What the task asks: Starting with the line that holds "Where can you see the off-road", copy out each remaining line of the listing below, up to and including the last one, and include nothing else.

* BEGIN *

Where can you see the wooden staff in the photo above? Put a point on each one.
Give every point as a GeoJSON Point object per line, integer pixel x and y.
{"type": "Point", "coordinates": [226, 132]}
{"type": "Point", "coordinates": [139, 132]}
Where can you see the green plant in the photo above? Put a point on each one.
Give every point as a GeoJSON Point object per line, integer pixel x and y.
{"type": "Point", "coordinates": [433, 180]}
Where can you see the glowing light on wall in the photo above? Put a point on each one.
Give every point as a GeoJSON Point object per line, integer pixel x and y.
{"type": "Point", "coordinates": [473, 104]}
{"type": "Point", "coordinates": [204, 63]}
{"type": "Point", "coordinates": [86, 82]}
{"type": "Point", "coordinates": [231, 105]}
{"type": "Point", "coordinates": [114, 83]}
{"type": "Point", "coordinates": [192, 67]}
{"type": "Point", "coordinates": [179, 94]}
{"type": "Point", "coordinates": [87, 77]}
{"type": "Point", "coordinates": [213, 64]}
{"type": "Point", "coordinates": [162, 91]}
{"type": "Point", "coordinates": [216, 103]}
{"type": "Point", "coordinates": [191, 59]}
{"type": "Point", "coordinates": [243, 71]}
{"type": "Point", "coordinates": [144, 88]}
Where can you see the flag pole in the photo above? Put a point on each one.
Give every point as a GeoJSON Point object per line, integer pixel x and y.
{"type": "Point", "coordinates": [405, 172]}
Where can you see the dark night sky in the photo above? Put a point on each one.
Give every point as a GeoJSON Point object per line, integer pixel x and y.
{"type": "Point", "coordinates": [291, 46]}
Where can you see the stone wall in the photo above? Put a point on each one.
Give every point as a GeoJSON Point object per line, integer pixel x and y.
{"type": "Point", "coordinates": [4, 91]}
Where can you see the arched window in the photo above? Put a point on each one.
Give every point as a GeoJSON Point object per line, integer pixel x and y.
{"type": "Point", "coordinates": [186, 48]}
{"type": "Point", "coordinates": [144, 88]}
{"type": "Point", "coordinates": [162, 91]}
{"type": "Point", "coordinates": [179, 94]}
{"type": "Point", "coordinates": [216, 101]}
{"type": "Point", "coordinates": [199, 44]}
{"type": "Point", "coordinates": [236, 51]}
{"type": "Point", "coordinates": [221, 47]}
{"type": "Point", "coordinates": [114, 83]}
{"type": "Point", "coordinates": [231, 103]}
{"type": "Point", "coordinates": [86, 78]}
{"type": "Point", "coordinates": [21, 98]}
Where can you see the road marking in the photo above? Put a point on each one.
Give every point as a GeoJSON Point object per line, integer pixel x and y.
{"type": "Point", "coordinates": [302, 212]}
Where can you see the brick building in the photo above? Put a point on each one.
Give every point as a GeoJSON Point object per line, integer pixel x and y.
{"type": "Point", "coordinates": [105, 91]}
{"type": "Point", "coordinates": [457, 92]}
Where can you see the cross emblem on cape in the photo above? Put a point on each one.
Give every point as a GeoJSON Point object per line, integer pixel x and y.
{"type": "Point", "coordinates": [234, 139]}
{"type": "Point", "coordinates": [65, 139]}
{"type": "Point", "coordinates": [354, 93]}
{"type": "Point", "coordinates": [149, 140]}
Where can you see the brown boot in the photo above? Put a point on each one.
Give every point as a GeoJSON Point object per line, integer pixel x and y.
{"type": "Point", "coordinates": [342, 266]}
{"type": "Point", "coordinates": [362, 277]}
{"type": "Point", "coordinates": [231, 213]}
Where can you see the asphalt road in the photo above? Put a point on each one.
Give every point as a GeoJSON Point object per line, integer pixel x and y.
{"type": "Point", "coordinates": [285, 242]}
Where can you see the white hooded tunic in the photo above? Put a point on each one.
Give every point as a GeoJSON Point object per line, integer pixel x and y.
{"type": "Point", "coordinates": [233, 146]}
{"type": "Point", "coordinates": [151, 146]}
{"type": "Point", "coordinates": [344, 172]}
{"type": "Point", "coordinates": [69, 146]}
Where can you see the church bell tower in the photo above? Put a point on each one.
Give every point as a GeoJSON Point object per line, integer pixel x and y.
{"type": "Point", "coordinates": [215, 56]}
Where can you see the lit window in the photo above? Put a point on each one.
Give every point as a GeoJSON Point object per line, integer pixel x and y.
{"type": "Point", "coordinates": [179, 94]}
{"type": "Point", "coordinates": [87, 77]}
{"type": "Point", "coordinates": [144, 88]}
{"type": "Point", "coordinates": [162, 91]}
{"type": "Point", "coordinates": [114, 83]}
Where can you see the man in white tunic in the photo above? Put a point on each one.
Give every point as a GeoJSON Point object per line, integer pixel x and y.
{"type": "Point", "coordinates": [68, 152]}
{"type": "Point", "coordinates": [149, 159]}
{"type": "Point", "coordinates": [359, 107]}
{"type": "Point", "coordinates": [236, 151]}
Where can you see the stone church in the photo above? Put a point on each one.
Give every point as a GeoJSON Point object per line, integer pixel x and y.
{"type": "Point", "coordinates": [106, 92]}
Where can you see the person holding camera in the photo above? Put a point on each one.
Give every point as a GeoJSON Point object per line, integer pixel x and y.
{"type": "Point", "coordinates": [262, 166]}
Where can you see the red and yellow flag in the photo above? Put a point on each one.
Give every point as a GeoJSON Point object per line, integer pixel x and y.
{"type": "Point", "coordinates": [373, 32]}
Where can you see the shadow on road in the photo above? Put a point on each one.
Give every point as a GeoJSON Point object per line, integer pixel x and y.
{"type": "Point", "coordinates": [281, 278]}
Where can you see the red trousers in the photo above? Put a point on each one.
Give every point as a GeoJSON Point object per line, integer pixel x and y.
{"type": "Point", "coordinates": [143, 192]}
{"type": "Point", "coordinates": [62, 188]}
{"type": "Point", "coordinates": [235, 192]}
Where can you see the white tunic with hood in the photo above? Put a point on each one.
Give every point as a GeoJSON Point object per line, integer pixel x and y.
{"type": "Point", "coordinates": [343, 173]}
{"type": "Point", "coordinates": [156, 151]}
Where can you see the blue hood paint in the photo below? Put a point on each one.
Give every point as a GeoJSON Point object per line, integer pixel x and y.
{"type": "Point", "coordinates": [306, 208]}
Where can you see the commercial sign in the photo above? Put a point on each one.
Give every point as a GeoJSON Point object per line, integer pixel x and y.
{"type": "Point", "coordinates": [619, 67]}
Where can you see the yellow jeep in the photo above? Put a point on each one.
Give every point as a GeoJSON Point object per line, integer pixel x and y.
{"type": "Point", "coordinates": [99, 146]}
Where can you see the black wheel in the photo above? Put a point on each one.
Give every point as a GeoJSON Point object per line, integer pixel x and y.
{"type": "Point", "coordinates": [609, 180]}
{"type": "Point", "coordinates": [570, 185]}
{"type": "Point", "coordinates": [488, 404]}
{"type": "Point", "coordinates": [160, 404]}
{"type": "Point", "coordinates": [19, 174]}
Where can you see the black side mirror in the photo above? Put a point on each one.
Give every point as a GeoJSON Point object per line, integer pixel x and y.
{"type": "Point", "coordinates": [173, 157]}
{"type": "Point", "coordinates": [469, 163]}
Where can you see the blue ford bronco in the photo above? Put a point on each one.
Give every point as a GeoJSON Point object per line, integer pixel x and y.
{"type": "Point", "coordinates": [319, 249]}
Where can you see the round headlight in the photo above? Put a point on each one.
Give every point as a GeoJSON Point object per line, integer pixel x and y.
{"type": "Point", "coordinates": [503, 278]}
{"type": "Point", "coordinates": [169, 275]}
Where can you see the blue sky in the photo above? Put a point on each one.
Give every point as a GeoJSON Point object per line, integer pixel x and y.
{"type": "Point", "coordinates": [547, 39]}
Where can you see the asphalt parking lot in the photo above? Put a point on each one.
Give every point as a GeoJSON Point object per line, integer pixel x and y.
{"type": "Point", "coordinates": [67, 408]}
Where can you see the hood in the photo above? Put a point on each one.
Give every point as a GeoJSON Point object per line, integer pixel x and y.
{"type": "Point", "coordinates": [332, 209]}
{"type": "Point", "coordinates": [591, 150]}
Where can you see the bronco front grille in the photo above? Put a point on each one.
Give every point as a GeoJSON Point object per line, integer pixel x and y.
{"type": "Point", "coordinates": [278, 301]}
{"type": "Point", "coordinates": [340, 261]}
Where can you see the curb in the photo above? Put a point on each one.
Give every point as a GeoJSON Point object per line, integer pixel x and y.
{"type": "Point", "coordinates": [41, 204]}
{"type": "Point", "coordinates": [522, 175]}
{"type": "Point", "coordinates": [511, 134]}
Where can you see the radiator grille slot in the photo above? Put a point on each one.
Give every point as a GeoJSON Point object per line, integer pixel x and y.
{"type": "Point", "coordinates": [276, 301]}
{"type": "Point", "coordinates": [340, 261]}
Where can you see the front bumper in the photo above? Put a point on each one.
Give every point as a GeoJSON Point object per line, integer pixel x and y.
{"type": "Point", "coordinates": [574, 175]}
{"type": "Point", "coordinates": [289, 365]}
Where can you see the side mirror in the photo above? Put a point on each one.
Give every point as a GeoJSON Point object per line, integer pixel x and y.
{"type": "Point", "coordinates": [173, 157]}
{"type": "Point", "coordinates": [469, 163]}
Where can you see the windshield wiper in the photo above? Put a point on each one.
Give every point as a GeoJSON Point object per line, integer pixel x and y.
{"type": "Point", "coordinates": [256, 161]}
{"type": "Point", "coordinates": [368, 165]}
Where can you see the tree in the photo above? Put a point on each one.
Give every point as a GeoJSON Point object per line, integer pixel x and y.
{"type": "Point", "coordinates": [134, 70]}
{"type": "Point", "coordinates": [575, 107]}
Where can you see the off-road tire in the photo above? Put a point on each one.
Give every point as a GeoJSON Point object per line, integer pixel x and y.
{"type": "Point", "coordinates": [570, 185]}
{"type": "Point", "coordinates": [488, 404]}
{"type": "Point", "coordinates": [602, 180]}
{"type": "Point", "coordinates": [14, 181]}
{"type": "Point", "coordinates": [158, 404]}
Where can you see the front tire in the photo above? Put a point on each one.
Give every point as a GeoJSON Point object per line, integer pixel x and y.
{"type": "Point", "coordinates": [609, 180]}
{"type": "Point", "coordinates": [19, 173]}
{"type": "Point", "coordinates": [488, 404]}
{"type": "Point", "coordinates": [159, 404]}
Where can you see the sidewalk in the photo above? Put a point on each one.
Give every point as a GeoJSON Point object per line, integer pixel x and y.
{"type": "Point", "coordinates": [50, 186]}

* END *

Exercise answer:
Where can you see the off-road tire in the photo above? Put a point on each one.
Give every point as a GeoJSON Point object per line, integer pixel x and y.
{"type": "Point", "coordinates": [570, 185]}
{"type": "Point", "coordinates": [488, 404]}
{"type": "Point", "coordinates": [602, 180]}
{"type": "Point", "coordinates": [14, 181]}
{"type": "Point", "coordinates": [158, 404]}
Where can you see the front tire in the photo above? Put a point on each one.
Give every point as a GeoJSON Point object per line, integer pixel x and y.
{"type": "Point", "coordinates": [609, 180]}
{"type": "Point", "coordinates": [19, 173]}
{"type": "Point", "coordinates": [488, 404]}
{"type": "Point", "coordinates": [159, 404]}
Where can you see the sidewalk in the photo above? Put a point on each one.
Give every point as a GeoJSON Point object per line, integer pixel x and y.
{"type": "Point", "coordinates": [50, 186]}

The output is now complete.